## CONSIGNE ÉCRITE 1
Pouvez-vous résumer en deux phrases l'extrait sur le Mondial strasbourgeois ?
## CONSIGNE ÉCRITE 2
D'après l'extrait sur le Mondial strasbourgeois, que répondriez-vous à ces questions ?
(a) De quelle région est la brasserie Le Brewery ?
(b) Sous quelle forme la Norman Gold était-elle servie ?
(c) Combien de brasseries françaises étaient représentées sur les lieux ?
## CONSIGNE ÉCRITE 3
Pourriez-vous poursuivre le texte sur le Mondial strasbourgeois à partir de l'endroit où il s'arrête ?

## EXTRAIT À LIRE
┌──
En ce sens, la discrétion relative des brasseries françaises les rend attirantes pour le Coureur des Boires en visite. En voyage, on veut bien admirer la Tour Eiffel, mais il n’y a rien de mieux que d’avoir la sensation de défricher le terrain méconnu. Or, en plus d’une grande quantité de produits que nous avons majoritairement déjà croisé à l’édition de Montréal, le Mondial strasbourgeois permettait justement d’explorer le portfolio de plusieurs brasseries françaises dont nous n’avions jamais entendu parler et d’autres que nous avions hâte de découvrir depuis plusieurs années comme Le Brewery, brasserie normande respectée pour ses recettes inspirée de l’Angleterre natale de ses fondateurs. La Norman Gold, servie en cask s’il vous plaît, était particulièrement réussie avec ses saillants houblons citriques.



Un kiosque particulièrement intéressant était celui du Front hexagonal de libération de la bière artisanale regroupant quelques artisans français particulièrement audacieux : Fleurac, des Garrigues, Le Paradis, Pleine Lune, La Franche. Les bières françaises traînent la réputation d’être chiches en houblon et les brasseries associées de ce Front lancent un véritable coup de fronde à cette étiquette parfois justifiée. Entre les blondes de soif très amères – La Franche de la brasserie homonyme était assurément un coup de coeur du genre - les IPA et les bières fortes foncées, nous nous serions cru dans une excellente microbrasseries américaine.

Évidemment, c’était aussi l’occasion de revisiter plusieurs classiques du Nord dont la tradition des bières de Garde est presque jumelle à la vision belge du brassage où les normes stylistiques sont délaissées et les levures, exploitées au maximum. Les Annoeuillin et autres Saint-Germain valent toujours le détour. En tout, une quarantaine de brasseries françaises étaient représentées sur les lieux, ce Mondial représentant une fenêtre unique sur la scène française souvent négligée par rapport à des voisins plus visibles. Pour cette raison, si ce festival persiste et affiche une croissance similaire à celui de Montréal, il représentera de plus en plus le tremplin logique pour explorer ce monde méconnu. Et contrairement au festival de Montréal, si vous n’avez pas le temps d’essayer tout ce qui vous intéressait, vous pouvez encore acheter la majorité des produits à la boutique du festival avant de sortir : imagineriez-vous pareille situation à Montréal!



31 oct. 2011

Des bocks, des bières sauvages et des Double IPAs... allemandes!
└──
## DONNÉES FOURNIES
┌──
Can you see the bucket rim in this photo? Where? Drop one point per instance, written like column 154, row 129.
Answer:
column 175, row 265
└──
## RÉPONSE ÉCRITE 1
Au Mondial strasbourgeois, où une quarantaine de brasseries françaises étaient représentées, on pouvait découvrir des maisons méconnues comme Le Brewery ou celles du Front hexagonal de libération de la bière artisanale, qui s'attaquent à la réputation de bières françaises chiches en houblon. Les classiques du Nord y valaient aussi le détour, et le festival pourrait devenir le tremplin logique pour explorer cette scène négligée, d'autant que la majorité des produits s'achètent à la boutique avant de sortir.

## RÉPONSE ÉCRITE 2
(a) De Normandie.
(b) En cask.
(c) Une quarantaine.

## RÉPONSE ÉCRITE 3
Les Importations Privées Bièropholie récidivent avec une surprise de taille… Des bières allemandes !! Puisque c’est la saison des Bocks qui commence à poindre à l’horizon - et que ces lagers charnues pourront survivre aux délais de la SAQ contrairement aux lagers de soif plus fragiles - nous aurons maintenant accès à une aguichante sélection pour faire taire ceux qui croient qu’il n’y a que de la Pils en terre germanique. Voici nos habituels commentaires afin d'éclairer vos choix:


Spezial Rauchbier Bock : Une lager fumée bien dodue, mettant en vedette les malts Munich autant que le malt d’orge fumé au bois de hêtre. Un des chefs d’œuvres de la brasserie Spezial, de Bamberg.

Fischer Bockbier : Cette minuscule brasserie de Greuth, dans la campagne au sud de Bamberg, nous offre leur saisonnière d’hiver, une Dunkler Bock. Si vous aimez la Bockbier de l’Amère à Boire, par exemple, celle-ci risque de vous séduire.

Andechser Bergbock Hell : Une Heller Bock, ou si vous préférez, une version dorée et forte de la lager phare du monastère d’Andechs, à l’ouest de Munich. Sophistication et richesse sont au rendez-vous.



Andechser Doppelbock : Une des rares Doppelbocks bavaroises à ne pas sombrer dans les sucres résiduels. Ici, les fruits confits s’adjoignent aux malts légèrement torréfiés, créant un exemple des plus complexes. Un chef d'oeuvre.

Hümmel Bräu Raucherator Doppelbock : Un de nos premiers coups de cœur de la Franconie. À tous les hivers, la petite brasserie Hümmel, du village de Merkendorf, fait une Doppelbock… fumée ! Jamais excessive, mais tout de même très généreuse d’elle-même, les saveurs de cette Doppelbock savent rallier les amateurs de bières fumées et ceux qui aiment la sagesse des malts Munich sveltes.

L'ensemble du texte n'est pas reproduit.